Point-per-instance localization data
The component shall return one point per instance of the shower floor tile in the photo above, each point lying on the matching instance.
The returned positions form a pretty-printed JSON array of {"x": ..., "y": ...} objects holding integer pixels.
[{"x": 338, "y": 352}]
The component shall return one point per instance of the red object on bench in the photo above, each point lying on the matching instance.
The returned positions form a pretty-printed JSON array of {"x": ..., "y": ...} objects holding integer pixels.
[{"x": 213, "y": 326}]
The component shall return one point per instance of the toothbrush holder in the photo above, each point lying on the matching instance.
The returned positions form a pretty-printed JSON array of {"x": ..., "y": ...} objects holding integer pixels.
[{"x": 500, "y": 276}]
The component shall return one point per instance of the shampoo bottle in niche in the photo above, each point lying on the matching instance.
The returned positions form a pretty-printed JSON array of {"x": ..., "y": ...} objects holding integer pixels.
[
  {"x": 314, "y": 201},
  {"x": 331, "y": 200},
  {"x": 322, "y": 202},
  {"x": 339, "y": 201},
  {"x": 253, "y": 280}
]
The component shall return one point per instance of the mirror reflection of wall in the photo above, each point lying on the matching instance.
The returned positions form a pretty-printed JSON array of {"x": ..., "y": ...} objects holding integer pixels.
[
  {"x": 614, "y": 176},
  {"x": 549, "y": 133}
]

▸ What you are asked to do:
Each line holding the word "above" must be pulled from the records.

▸ Answer to the exercise:
The component shall return one point per instance of the shower floor tile in the photo above, each point lying on the matching instance.
The component shall return one point per instance of the red object on bench in the photo above, each point lying on the matching instance.
The component shall return one point per instance of the toothbrush holder in the photo above, each point lying on the matching instance.
The component shall return one point per instance of the shampoo bottle in niche in the photo above, each point lying on the matching instance.
The component shall return one point per instance of the mirror reflection of wall in the photo above, each point lying on the matching instance.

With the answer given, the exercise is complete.